(Do this) Every line from the line containing "-- sample [248,181]." through the final line below is to be repeated exactly; no other line is.

(Provided records)
——————
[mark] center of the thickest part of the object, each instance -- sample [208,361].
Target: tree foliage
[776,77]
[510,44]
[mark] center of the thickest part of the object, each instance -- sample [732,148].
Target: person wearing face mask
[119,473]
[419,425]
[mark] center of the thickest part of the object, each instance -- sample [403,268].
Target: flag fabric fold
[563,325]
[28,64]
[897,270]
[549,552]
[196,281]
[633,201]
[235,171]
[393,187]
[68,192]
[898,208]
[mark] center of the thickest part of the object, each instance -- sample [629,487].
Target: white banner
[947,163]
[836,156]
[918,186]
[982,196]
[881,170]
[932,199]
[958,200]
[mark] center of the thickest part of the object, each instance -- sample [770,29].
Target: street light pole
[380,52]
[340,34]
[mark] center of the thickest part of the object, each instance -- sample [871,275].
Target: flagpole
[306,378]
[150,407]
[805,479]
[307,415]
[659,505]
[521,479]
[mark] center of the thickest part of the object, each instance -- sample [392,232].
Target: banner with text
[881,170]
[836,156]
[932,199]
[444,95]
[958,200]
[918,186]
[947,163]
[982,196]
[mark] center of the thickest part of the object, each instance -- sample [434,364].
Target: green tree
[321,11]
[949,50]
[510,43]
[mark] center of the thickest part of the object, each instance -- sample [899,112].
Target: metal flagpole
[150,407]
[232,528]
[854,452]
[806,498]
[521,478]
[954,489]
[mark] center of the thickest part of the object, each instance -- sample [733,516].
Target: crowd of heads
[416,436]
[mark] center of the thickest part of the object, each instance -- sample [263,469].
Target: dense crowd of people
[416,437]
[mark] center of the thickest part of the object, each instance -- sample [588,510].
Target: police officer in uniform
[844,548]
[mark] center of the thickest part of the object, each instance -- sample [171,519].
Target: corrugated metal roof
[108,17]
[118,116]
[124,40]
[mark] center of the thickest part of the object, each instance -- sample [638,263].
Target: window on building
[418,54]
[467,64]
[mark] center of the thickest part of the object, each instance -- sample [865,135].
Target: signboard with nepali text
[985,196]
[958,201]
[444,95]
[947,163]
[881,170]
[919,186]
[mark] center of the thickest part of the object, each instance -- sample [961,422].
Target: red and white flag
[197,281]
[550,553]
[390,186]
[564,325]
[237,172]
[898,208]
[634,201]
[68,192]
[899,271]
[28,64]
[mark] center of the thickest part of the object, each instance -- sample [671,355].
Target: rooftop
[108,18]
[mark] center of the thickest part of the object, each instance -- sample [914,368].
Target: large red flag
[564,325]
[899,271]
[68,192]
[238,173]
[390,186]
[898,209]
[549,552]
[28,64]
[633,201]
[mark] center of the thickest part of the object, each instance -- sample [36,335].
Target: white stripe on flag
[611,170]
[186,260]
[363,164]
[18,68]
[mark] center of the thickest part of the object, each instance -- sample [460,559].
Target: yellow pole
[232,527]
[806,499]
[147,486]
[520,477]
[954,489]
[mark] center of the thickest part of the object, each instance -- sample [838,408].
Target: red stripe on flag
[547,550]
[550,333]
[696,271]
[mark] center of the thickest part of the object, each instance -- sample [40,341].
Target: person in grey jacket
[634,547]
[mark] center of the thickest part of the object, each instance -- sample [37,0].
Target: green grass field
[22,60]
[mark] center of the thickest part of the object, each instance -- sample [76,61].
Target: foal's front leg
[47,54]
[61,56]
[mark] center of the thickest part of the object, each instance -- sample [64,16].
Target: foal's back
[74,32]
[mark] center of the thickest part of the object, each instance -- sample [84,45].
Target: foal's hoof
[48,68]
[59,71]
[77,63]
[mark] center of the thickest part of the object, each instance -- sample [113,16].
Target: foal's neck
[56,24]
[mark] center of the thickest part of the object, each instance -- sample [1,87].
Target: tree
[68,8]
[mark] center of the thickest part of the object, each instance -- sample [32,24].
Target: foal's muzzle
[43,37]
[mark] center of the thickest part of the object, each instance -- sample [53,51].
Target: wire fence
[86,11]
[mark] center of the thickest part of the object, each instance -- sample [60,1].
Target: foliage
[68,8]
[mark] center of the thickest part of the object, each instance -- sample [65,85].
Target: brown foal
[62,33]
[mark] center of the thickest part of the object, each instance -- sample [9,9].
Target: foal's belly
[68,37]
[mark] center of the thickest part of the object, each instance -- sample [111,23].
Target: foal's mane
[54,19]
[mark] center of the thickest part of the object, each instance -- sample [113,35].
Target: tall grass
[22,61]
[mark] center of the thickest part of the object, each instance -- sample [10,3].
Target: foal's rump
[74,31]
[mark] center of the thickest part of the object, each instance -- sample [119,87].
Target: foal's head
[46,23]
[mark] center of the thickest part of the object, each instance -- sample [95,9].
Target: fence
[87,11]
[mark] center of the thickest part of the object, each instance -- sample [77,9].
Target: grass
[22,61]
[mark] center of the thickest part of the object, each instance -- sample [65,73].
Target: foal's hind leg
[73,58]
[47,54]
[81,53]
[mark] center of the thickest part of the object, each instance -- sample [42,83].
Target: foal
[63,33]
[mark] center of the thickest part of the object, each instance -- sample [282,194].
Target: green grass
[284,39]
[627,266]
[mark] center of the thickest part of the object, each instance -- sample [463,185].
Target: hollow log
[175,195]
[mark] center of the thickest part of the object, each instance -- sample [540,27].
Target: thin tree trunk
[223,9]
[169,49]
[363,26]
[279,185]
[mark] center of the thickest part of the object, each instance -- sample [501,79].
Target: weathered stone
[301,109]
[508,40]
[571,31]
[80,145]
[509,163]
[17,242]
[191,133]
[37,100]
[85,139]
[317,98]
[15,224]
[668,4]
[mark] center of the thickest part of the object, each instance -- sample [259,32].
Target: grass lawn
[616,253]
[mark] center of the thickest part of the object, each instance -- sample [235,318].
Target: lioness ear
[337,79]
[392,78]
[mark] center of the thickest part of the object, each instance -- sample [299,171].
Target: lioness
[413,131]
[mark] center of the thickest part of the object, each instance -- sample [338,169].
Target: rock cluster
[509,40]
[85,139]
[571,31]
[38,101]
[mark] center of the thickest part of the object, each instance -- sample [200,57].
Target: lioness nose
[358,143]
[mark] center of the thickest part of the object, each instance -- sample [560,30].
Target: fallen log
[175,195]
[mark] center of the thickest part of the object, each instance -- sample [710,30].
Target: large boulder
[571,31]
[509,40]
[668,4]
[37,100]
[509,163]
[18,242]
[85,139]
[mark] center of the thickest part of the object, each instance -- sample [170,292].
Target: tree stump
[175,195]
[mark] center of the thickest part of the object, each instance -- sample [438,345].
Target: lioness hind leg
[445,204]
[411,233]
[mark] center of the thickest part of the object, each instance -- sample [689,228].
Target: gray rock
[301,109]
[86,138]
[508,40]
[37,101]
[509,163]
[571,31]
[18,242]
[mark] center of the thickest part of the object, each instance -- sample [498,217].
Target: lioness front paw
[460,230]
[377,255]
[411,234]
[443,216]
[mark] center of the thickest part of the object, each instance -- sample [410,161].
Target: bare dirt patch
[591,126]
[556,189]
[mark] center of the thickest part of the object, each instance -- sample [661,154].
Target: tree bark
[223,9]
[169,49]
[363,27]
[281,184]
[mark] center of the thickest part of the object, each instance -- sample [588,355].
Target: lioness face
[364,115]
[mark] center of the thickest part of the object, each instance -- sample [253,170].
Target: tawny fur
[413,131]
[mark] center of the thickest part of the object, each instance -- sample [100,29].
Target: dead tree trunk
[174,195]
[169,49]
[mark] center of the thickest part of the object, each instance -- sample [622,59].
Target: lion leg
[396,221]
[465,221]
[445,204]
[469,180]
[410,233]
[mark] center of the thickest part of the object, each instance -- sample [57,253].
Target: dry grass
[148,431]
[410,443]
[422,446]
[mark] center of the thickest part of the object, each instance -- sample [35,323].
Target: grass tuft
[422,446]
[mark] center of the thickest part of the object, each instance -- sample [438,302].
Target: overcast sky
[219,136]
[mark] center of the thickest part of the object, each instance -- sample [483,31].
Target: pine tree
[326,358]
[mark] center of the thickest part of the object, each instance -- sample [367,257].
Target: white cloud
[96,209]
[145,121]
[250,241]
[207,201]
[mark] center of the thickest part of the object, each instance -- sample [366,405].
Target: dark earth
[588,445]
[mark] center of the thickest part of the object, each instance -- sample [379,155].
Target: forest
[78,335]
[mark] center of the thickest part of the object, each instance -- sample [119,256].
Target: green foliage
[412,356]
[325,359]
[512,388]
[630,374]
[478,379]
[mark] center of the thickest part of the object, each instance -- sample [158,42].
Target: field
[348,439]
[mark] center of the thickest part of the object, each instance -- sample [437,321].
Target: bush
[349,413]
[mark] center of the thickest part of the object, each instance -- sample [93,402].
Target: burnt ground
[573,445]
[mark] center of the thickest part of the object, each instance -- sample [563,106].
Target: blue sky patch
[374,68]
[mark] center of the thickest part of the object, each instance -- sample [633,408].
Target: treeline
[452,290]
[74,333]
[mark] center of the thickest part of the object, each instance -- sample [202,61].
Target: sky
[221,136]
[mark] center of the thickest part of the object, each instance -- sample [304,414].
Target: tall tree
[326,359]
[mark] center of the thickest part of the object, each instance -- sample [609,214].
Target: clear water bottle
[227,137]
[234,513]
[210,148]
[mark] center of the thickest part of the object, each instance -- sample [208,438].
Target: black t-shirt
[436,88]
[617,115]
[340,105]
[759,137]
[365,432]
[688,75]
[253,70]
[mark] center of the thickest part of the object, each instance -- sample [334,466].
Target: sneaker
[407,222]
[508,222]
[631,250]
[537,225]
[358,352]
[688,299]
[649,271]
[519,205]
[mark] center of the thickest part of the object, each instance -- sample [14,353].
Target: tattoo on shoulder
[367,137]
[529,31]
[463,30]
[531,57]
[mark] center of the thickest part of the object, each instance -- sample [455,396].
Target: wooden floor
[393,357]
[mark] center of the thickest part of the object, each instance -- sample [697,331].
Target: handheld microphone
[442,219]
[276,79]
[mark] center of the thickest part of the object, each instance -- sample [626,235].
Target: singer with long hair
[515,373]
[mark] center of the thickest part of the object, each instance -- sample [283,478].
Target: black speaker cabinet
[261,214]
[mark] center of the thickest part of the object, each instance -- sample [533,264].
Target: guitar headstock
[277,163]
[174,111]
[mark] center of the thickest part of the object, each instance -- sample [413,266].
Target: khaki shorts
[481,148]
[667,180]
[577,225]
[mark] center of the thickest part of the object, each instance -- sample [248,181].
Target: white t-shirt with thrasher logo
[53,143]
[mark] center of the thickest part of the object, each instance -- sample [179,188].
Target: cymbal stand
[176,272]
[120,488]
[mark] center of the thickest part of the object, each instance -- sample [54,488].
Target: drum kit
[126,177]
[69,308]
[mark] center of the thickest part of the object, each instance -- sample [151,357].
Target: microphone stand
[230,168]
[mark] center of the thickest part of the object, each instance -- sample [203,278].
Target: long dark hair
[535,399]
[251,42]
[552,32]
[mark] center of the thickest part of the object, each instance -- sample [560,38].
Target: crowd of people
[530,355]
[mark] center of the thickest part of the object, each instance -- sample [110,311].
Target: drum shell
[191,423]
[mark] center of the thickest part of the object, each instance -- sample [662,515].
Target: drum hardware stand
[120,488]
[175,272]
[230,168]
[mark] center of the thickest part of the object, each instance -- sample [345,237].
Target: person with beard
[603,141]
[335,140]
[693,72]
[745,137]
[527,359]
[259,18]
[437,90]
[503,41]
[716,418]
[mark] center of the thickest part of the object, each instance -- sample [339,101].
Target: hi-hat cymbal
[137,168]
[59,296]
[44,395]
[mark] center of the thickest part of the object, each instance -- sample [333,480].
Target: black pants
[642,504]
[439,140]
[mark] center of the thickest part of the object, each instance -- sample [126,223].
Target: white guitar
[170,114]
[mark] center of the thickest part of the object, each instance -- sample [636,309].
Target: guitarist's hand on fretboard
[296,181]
——————
(Solution for this problem)
[mark] center of the thickest part of the object, each instance -- sample [248,181].
Target: white t-shirt with thrasher logo
[53,143]
[mark] center of the thickest part of the object, each instance -- sample [179,188].
Target: cymbal stand
[176,272]
[120,488]
[mark] center of the thickest part of the object, each instance -- sample [54,488].
Target: drum kit
[126,177]
[69,308]
[mark] center of the thickest part of the object, each instance -- sample [151,357].
Target: microphone stand
[230,168]
[mark] center of the thickest part of the object, each instance -- sample [203,278].
Target: long dark hair
[535,399]
[251,42]
[552,32]
[mark] center of the thickest part of the object, each instance -- sample [560,38].
Target: crowd of people
[530,355]
[mark] center of the thickest part of the object, each instance -- sample [110,311].
Target: drum shell
[191,423]
[mark] center of the thickest part of the object, each instance -- sample [662,515].
Target: drum hardware stand
[120,488]
[175,272]
[230,168]
[mark] center of the thickest part of the object, each instance -- sample [345,237].
Target: person with beard
[603,141]
[335,140]
[693,72]
[745,137]
[527,359]
[259,18]
[437,90]
[503,41]
[716,418]
[mark] center of the thickest part of the object, each instance -- sample [339,101].
Target: hi-hat cymbal
[137,168]
[59,296]
[44,395]
[mark] center of the thickest part of the object, each instance -- sample [333,480].
Target: black pants
[642,504]
[439,140]
[mark] center of the thickest part of the object, each instance -- sample [126,223].
Target: white guitar
[170,114]
[mark] center of the thickest part of the object, each instance -- sample [636,309].
Target: guitarist's hand on fretboard
[296,181]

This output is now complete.